PROBLEM REQUIREMENTS: Reproduce the data exactly and drop any pictures it holds.

* Begin EXCERPTED RECORDS *

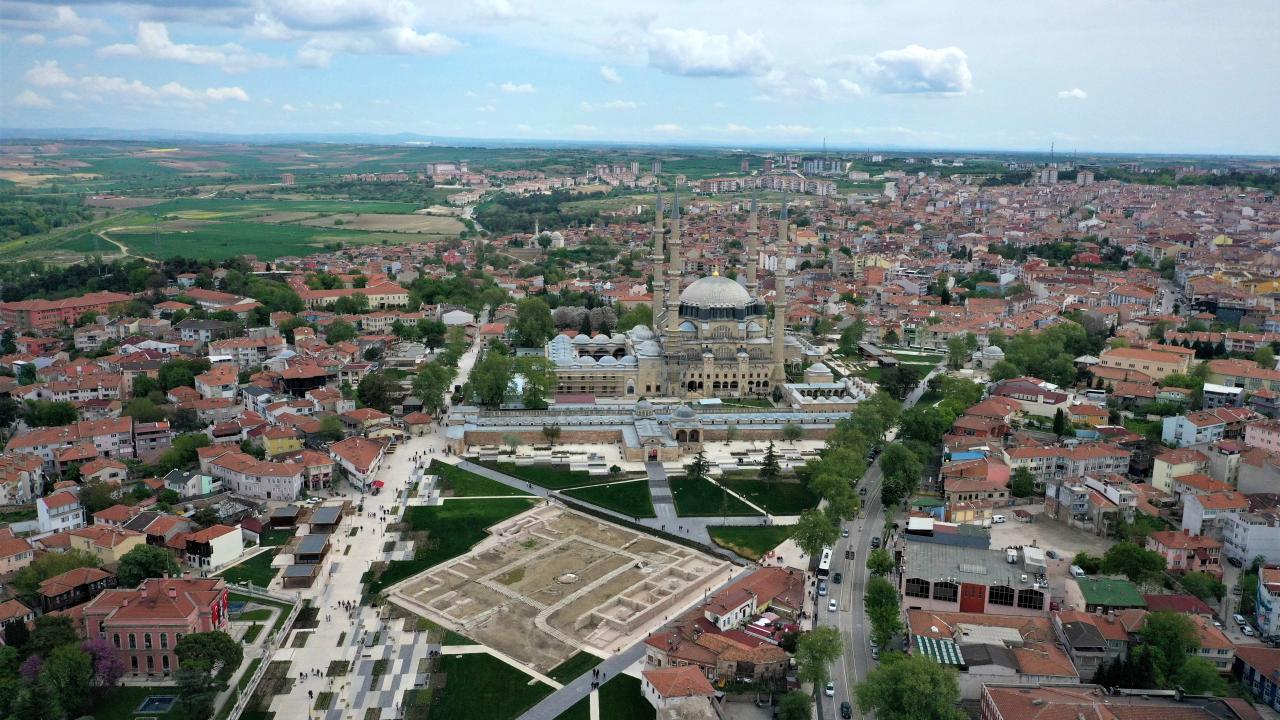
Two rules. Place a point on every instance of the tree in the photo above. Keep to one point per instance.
(490, 379)
(68, 673)
(430, 386)
(533, 324)
(196, 692)
(539, 376)
(795, 706)
(814, 531)
(1132, 561)
(146, 561)
(216, 651)
(339, 331)
(378, 391)
(1022, 483)
(909, 688)
(27, 580)
(816, 651)
(769, 469)
(1265, 358)
(880, 561)
(50, 633)
(1060, 423)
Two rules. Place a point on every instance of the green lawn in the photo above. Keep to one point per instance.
(547, 475)
(696, 499)
(481, 687)
(122, 701)
(750, 542)
(629, 499)
(574, 666)
(465, 483)
(453, 528)
(256, 570)
(782, 497)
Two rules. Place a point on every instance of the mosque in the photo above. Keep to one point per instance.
(713, 338)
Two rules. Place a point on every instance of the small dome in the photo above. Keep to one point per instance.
(641, 332)
(716, 291)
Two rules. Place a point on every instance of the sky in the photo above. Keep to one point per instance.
(1132, 76)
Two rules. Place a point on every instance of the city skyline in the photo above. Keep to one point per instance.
(1004, 77)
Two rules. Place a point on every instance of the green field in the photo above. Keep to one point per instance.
(630, 497)
(574, 666)
(452, 529)
(750, 542)
(780, 497)
(545, 475)
(481, 687)
(698, 499)
(465, 483)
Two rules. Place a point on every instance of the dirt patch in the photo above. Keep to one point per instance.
(374, 222)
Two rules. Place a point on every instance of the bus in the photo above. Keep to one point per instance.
(824, 564)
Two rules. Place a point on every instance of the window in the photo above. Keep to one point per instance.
(917, 587)
(945, 592)
(1001, 595)
(1031, 600)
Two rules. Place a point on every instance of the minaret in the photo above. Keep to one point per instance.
(780, 304)
(658, 264)
(675, 269)
(753, 247)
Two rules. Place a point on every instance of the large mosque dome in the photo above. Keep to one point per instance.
(716, 291)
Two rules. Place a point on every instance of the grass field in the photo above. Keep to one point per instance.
(481, 687)
(695, 499)
(453, 528)
(465, 483)
(630, 497)
(545, 475)
(574, 666)
(750, 542)
(780, 499)
(256, 570)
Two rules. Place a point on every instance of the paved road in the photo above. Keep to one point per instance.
(850, 618)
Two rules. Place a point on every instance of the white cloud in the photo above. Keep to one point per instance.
(693, 51)
(30, 99)
(920, 69)
(154, 44)
(611, 105)
(48, 73)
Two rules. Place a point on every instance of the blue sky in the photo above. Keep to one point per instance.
(1173, 76)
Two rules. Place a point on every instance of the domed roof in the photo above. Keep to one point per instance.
(641, 332)
(716, 291)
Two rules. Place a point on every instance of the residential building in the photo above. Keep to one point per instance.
(146, 624)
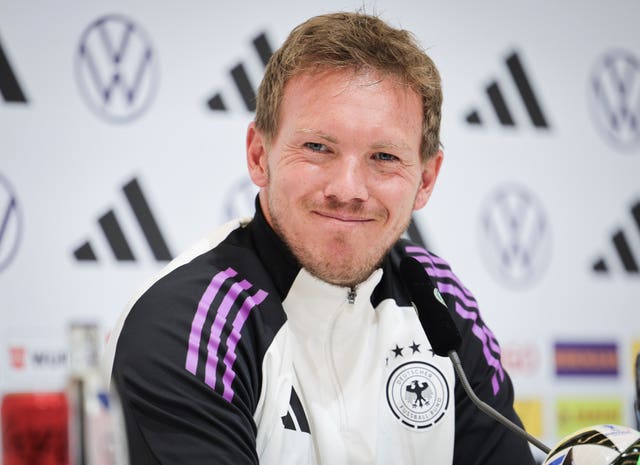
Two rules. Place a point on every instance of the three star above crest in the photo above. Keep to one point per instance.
(397, 351)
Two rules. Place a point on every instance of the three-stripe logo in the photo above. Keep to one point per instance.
(9, 85)
(111, 227)
(623, 247)
(241, 78)
(233, 304)
(295, 419)
(495, 94)
(465, 306)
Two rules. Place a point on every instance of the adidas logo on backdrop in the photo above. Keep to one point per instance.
(240, 77)
(626, 248)
(115, 236)
(9, 85)
(503, 107)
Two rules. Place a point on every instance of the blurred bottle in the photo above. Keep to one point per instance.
(34, 428)
(637, 403)
(96, 424)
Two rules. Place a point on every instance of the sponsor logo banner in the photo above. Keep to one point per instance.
(522, 358)
(586, 359)
(574, 414)
(530, 412)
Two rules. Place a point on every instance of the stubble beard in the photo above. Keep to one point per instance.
(339, 268)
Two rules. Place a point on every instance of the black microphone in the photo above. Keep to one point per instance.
(444, 337)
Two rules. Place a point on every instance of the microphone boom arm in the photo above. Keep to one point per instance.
(486, 408)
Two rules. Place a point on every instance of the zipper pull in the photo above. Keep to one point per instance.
(351, 295)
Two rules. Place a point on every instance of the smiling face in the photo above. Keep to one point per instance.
(342, 175)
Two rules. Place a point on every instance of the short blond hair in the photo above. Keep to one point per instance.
(358, 41)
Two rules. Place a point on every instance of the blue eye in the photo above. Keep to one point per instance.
(316, 147)
(385, 156)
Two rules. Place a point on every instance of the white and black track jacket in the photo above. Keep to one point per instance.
(237, 355)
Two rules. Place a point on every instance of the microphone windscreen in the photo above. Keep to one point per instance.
(433, 313)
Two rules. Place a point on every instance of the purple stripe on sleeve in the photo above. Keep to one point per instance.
(415, 249)
(446, 288)
(431, 269)
(484, 334)
(216, 330)
(487, 339)
(230, 357)
(213, 288)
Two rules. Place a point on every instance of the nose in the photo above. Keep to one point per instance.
(347, 180)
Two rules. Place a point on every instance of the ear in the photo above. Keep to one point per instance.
(430, 171)
(257, 156)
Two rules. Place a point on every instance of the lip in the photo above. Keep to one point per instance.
(342, 217)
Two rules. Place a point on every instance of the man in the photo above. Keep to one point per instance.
(290, 339)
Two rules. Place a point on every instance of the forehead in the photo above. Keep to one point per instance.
(348, 98)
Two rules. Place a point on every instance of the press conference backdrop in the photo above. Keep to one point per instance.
(122, 130)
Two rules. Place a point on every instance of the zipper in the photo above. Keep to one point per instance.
(351, 295)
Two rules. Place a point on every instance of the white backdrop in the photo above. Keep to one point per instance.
(534, 208)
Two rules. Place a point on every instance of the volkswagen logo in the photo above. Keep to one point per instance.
(116, 68)
(10, 224)
(614, 96)
(515, 237)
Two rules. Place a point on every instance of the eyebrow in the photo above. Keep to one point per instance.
(320, 134)
(377, 146)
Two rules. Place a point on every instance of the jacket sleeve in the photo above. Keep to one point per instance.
(479, 439)
(179, 411)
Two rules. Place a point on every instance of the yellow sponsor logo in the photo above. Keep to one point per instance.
(635, 350)
(530, 412)
(574, 414)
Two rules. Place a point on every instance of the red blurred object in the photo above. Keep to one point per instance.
(35, 429)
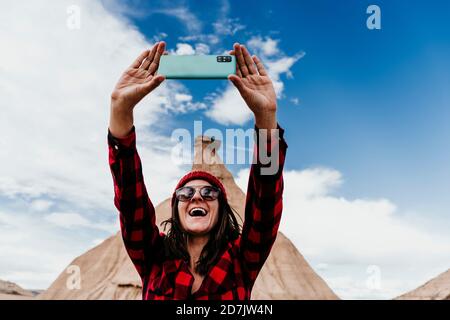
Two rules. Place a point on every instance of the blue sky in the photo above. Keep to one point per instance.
(365, 112)
(372, 103)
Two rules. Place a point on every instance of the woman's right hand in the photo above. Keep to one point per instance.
(135, 83)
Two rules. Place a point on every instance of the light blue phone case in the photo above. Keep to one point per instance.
(197, 66)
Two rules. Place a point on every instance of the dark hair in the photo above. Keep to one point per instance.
(226, 229)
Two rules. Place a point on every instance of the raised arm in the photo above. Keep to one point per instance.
(265, 186)
(137, 214)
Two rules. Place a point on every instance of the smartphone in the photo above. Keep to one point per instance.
(197, 66)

* End EXCERPTED RECORDS *

EXERCISE RESULT:
Two rules. Place a point on every instance of the tree in the photo above. Keep to one point per instance.
(490, 379)
(68, 673)
(430, 386)
(533, 324)
(196, 692)
(539, 376)
(795, 706)
(814, 531)
(1132, 561)
(146, 561)
(216, 651)
(339, 331)
(378, 391)
(1022, 483)
(909, 688)
(27, 580)
(816, 651)
(769, 469)
(1265, 358)
(880, 561)
(50, 633)
(1060, 423)
Two rules. Place a point on every instance of the green lawn in the photo above. Keep to one point per instance.
(547, 475)
(696, 499)
(481, 687)
(122, 701)
(750, 542)
(629, 499)
(574, 666)
(465, 483)
(453, 528)
(256, 570)
(782, 497)
Two rules. Place a point on every instance of the mosque in the photo above. Keep to one point per instance.
(713, 338)
Two rules. Place a point on every instance of the small dome in the photo above. Keep to one point per instance.
(641, 332)
(716, 291)
Two rules. Place a point on every instance of the sky in the photo above. Keep to one point per instance.
(1132, 76)
Two rules. Place a point on every instance of the city skyline in the photo above. Keep to one point per instance.
(1004, 77)
Two rules. Place a point on every instance of the green field in the photo above. Keep to one point per instance.
(630, 497)
(574, 666)
(452, 529)
(750, 542)
(780, 497)
(545, 475)
(481, 687)
(698, 499)
(465, 483)
Two rules. Place a point on every instance of the dirt patch in the photo above. Keep to one point per instance.
(374, 222)
Two rules. Place a point on every instance of the bus in the photo above. Keep to one point per instance.
(824, 564)
Two rules. Place a point on every instance of the window in the photo above. Keep to one point per instance.
(917, 587)
(945, 592)
(1001, 595)
(1031, 600)
Two rules. Place a point on every instance of the minaret in the photo above. Keep to one point per instance.
(780, 304)
(658, 264)
(675, 269)
(753, 247)
Two rules. Place a point on every instance of the large mosque dome in the photo above. Keep to one point per instance.
(716, 291)
Two rules. Place a point on every instance of the grass field in the photo above. Keep to one point per instance.
(481, 687)
(695, 499)
(453, 528)
(465, 483)
(630, 497)
(545, 475)
(574, 666)
(750, 542)
(780, 499)
(256, 570)
Two rules. Place a point on every instance of the paved road in the photo above. Keep to one point per instance.
(850, 618)
Two rules. Place a point on every instance of the white cloud in the photo above. Keep to one point per instance.
(693, 51)
(30, 99)
(920, 69)
(154, 44)
(611, 105)
(48, 73)
Two rules. Place a point on every instance of the blue sky in the photo above. Keep to one point per instance.
(1173, 76)
Two rules. Place a point on every instance of the domed roof in the photo above. Keep to one point per instance.
(641, 332)
(716, 291)
Two rules. Place a point on every instance of the residential building in the photo above. Keep to one point per instance.
(146, 624)
Two rules. Place a point on every instance of the three star above crest in the photo above. Keep to one point per instance.
(397, 351)
Two rules. Place a point on every instance of the three-stripe logo in the photo above. Keep to one point per instance.
(9, 85)
(111, 227)
(623, 247)
(241, 78)
(233, 304)
(295, 419)
(495, 94)
(465, 306)
Two rules. Place a point on every instance of the adidas logo on backdrop in the photo above. Keep to one point per instance.
(240, 77)
(626, 248)
(115, 236)
(9, 85)
(503, 107)
Two rules. Place a point on every instance of the blurred bottle in the photo above. Keep to one point per instance.
(34, 428)
(637, 403)
(96, 424)
Two rules. Place a point on every instance of the sponsor logo banner in the photo above. Keep to one point per instance.
(522, 358)
(586, 359)
(574, 414)
(530, 412)
Two rules. Place a point on every instance of the stubble beard in the photo above. Keep to one point per instance.
(339, 268)
Two rules. Place a point on every instance of the black microphone in the photo above. Keep to one point per instance.
(444, 337)
Two rules. Place a point on every instance of the microphone boom arm in the photo above. Keep to one point per instance.
(486, 408)
Two rules. Place a point on every instance of the zipper pull in the photo above. Keep to one point per instance.
(351, 295)
Two rules. Place a point on every instance of the smiling face in the photo above. Keep to one point per instance.
(342, 175)
Two rules. Place a point on every instance of the short blond hair in the photo above. Keep to one point per instance.
(358, 41)
Two rules. Place a point on every instance of the blue eye in the photo above. Keep to one point per instance.
(316, 147)
(385, 156)
Two rules. Place a point on every instance of the white and black track jacket in the photo above. Keep to one point per instance.
(237, 355)
Two rules. Place a point on every instance of the microphone windscreen in the photo above. Keep to one point per instance.
(433, 313)
Two rules. Place a point on every instance of the purple stripe on sleeve in the photo above. Keep to one point per instance.
(415, 249)
(446, 288)
(431, 269)
(484, 334)
(216, 330)
(487, 339)
(230, 357)
(213, 288)
Two rules. Place a point on every instance of the nose in the photo above. Keep to one point per instance.
(347, 180)
Two rules. Place a point on every instance of the ear in the photo above. Keep to one point per instance.
(430, 171)
(257, 156)
Two rules. Place a point on every instance of the lip in the photo above. Keep to one point per instance.
(342, 217)
Two rules. Place a point on every instance of the man in the photo above. Keep to one point per instance.
(290, 339)
Two rules. Place a point on every instance of the forehead in the photo above. Keep to one point per instance.
(348, 98)
Two rules. Place a point on every instance of the press conference backdrop in the photo above. Keep to one point per instance.
(122, 130)
Two rules. Place a point on every instance of the zipper in the photo above. Keep to one point per instance.
(351, 295)
Two rules. Place a point on every instance of the white backdrop in the photo above. Keep to one point per instance.
(534, 208)
Two rules. Place a point on every instance of the volkswagen logo in the photo above. Keep to one point per instance.
(116, 68)
(10, 224)
(614, 96)
(515, 237)
Two rules. Place a point on every instance of the eyebrow in the photo above. Keep to one point per instance.
(320, 134)
(377, 146)
Two rules. Place a point on every instance of the jacket sleeve in the photo above. Keep to one point per instance.
(479, 439)
(179, 411)
Two rules. Place a point on every instance of the yellow sponsor logo in the photo above. Keep to one point per instance.
(635, 350)
(530, 412)
(574, 414)
Two rules. Place a point on every instance of the red blurred object in the photo above. Keep to one point per instance.
(35, 429)
Two rules. Place a point on every instance of the blue sky in the photo above. Keep to one point per instance.
(365, 112)
(372, 103)
Two rules. Place a point on every instance of the woman's right hand in the photo above. Keep to one point per instance.
(135, 83)
Two rules. Place a point on every instance of the light blue phone case in the photo above. Keep to one point per instance.
(197, 66)
Two rules. Place a point on every instance of the dark hair in the photo above. Keep to one point per instance.
(226, 229)
Two rules. Place a point on every instance of the raised arm in the photo above. Keep to one point per instance.
(265, 186)
(137, 214)
Two rules. Place a point on every instance of the smartphone in the photo above. Keep to one point per instance.
(197, 66)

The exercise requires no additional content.